Contesta estas preguntas con lo que dice el texto sobre la explosión y el padre Antún Ramos:
(a) ¿Cuántas de las víctimas directas eran menores de edad?
(b) ¿Qué día de la semana ocurrió la explosión?
(c) ¿Con qué restos quedaron clavados los pies del padre Antún Ramos?

## FRAGMENTO MOSTRADO
====================
De acuerdo con Rutas del Conflicto, 79 personas fueron víctimas directas de la explosión; 48 de ellas eran menores de edad; 13 murieron en los hechos posteriores al atentado debido a la gravedad de las heridas y seis personas que estuvieron expuestas a la tragedia fallecieron de cáncer en los ocho años siguientes.
Por increíble que parezca, estos saldos en rojo de dolor y devastación pudieron ser peores, de no ser porque, justo en esa mañana de jueves -día de trabajo, estudio, y de actividades cotidianas para los habitantes de dicho municipio-, sí hubo presente un héroe, no con uniforme camuflado, armado con fusil o granada en mano. Se trataba de un hombre negro, con túnica blanca, biblia y con los despojos de un cristo en la mano: se llama Antún Ramos.
Antún Ramos Cuesta, mejor conocido como el padre Antún Ramos, vivió, como sus feligreses y demás habitantes del corregimiento, el impacto de la explosión de la pipeta bomba. Resultó con una herida abierta en la frente, y sus pies, clavados por los restos de Eternit de las tejas que se despedazaron. Pero esto no le impidió escuchar a los sobrevivientes, inundados de terror, decir: “¿Qué hacemos, padre?“.
====================
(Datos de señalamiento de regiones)
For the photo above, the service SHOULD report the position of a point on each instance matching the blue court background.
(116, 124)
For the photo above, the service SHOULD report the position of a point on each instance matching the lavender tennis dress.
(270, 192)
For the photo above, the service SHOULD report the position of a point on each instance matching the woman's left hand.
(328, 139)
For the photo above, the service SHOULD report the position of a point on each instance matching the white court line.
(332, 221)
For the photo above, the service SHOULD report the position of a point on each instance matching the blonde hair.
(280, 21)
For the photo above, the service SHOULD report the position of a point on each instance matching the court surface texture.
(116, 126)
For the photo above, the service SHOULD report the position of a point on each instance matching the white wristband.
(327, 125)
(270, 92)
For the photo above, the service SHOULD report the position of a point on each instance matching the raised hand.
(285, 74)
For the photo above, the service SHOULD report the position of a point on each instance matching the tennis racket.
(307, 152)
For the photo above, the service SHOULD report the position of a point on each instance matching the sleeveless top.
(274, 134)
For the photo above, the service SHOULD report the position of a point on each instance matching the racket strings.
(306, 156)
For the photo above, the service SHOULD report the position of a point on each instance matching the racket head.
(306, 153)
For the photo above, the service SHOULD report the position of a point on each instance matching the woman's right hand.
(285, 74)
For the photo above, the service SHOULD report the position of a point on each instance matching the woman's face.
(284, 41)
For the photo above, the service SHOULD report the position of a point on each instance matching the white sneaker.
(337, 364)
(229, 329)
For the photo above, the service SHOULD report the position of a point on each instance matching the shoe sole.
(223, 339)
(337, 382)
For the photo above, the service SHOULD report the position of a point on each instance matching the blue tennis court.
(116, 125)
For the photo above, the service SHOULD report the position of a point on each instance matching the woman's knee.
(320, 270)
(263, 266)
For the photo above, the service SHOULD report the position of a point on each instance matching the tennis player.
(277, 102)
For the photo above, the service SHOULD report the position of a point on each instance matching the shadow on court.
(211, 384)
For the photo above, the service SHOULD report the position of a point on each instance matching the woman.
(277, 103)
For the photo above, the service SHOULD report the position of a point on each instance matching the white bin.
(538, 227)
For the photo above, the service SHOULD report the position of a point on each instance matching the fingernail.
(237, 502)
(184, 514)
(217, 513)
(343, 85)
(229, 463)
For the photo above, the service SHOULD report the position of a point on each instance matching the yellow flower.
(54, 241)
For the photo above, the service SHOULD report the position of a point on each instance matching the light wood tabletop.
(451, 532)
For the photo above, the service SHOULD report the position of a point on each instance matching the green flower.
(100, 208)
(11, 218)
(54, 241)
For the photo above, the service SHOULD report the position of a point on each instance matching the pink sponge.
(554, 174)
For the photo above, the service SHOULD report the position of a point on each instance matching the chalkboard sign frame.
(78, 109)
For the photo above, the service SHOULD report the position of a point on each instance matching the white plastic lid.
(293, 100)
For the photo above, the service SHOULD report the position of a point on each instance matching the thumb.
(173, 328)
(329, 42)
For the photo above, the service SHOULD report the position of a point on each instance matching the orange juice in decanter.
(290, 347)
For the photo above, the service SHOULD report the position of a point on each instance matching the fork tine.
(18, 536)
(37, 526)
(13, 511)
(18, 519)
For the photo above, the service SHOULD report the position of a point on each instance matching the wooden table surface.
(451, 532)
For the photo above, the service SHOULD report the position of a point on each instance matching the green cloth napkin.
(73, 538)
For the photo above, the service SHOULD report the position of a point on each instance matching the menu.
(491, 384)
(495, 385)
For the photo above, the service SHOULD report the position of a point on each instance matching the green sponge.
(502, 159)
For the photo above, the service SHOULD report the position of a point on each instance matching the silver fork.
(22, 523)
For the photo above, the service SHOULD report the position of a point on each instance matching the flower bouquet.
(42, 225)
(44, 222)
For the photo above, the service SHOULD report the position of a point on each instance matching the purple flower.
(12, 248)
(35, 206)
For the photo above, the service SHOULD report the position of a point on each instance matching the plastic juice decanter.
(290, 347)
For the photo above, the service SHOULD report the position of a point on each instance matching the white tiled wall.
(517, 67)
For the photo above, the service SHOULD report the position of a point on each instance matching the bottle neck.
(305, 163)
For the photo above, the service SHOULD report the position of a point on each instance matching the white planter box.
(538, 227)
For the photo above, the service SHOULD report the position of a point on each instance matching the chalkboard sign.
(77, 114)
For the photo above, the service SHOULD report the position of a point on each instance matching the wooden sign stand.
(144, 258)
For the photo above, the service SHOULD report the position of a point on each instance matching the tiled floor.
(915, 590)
====================
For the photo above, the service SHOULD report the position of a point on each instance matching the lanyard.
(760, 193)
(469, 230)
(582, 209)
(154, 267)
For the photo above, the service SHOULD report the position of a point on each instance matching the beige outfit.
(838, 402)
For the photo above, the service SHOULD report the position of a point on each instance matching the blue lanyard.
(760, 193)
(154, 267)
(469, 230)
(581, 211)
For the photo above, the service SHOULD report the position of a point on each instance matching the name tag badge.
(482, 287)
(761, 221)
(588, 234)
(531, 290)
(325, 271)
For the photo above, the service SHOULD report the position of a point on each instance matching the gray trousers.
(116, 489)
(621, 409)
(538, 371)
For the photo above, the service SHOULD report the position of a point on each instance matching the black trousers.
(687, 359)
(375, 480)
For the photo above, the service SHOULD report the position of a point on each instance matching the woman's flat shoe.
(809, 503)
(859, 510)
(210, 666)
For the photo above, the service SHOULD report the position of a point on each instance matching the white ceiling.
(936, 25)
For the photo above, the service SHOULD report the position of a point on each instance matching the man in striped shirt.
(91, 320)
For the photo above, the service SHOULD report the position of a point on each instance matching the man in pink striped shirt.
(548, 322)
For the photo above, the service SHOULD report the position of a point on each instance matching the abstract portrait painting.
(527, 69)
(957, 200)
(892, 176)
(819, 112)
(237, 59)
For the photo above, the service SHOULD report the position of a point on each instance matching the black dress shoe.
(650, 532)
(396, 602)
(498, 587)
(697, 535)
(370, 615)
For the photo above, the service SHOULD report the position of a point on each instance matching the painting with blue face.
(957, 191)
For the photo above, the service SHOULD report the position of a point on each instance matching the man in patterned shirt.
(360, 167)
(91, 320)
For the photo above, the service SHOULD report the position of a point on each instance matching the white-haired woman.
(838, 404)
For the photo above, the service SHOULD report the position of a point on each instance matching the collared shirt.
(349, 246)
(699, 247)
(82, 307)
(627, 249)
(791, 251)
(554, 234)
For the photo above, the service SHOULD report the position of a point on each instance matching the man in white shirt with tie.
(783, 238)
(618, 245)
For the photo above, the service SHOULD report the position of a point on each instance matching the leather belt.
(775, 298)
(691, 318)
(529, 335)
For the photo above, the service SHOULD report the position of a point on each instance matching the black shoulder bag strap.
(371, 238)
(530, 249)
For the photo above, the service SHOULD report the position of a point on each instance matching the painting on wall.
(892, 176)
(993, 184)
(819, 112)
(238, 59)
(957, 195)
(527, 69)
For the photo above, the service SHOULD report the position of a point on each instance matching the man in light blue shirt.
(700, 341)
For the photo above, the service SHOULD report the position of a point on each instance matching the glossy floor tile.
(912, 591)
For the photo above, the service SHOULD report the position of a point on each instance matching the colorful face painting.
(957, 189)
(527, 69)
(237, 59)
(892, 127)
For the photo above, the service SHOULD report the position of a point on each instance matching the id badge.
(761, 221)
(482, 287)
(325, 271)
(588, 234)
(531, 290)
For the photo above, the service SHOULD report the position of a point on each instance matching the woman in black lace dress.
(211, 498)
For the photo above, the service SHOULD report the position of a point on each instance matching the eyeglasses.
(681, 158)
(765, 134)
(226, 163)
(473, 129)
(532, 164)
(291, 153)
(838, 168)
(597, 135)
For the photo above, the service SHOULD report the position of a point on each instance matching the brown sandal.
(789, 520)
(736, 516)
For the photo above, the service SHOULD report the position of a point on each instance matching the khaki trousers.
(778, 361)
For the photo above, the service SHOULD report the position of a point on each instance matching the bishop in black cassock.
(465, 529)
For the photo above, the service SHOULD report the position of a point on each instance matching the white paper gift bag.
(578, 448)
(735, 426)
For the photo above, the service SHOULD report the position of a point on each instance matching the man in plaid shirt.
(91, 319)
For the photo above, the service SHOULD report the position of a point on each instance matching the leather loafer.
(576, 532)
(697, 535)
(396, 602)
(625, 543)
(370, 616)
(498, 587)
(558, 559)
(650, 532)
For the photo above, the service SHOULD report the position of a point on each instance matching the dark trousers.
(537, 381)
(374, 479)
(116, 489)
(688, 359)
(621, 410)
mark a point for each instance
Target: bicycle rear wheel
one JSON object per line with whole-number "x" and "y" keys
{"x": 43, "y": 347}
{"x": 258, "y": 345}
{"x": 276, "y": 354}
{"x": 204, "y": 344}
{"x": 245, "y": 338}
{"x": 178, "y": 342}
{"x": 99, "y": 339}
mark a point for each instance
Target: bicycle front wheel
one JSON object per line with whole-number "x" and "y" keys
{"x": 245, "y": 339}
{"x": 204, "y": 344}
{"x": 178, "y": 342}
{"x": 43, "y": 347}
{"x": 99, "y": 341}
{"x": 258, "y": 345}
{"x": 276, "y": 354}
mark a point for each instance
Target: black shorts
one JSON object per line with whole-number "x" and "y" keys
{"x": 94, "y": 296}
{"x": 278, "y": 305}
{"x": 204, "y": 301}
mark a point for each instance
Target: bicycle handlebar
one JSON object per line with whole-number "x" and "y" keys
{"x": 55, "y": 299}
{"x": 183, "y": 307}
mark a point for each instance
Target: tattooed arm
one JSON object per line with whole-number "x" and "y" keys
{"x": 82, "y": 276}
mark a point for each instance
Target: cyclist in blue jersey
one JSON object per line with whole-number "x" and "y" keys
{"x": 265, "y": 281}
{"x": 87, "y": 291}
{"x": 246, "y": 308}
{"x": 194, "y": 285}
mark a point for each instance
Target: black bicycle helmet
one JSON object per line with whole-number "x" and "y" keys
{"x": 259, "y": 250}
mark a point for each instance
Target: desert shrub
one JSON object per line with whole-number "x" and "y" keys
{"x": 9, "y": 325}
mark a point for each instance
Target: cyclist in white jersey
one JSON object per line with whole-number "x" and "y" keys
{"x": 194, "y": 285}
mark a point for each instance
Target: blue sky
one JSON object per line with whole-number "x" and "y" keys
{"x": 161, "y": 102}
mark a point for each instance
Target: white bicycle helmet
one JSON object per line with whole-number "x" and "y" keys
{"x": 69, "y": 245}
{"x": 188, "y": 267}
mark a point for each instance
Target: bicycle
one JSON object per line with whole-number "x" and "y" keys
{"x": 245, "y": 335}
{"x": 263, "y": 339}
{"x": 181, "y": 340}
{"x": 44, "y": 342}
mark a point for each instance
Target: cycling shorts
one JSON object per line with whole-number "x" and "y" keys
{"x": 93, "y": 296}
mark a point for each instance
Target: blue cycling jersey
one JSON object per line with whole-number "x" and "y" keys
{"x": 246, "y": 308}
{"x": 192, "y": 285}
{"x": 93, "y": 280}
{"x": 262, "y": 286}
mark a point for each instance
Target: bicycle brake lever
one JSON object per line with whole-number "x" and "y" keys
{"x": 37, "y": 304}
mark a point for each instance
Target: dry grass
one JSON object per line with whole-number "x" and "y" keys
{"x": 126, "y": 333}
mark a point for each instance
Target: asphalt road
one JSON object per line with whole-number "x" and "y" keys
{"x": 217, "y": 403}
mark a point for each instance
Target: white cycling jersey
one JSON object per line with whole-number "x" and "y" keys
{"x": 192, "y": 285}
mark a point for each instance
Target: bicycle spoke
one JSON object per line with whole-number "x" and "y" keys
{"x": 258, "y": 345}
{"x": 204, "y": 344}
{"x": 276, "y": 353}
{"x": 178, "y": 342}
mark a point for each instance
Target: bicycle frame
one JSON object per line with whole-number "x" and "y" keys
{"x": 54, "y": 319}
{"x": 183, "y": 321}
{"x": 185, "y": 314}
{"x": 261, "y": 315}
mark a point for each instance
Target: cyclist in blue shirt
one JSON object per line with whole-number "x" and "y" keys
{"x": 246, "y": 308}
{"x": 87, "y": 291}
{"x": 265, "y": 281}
====================
## SOLUCIÓN PROPUESTA
(a) 48 de las 79 víctimas directas eran menores de edad.
(b) Ocurrió un jueves por la mañana.
(c) Sus pies quedaron clavados por los restos de Eternit de las tejas que se despedazaron.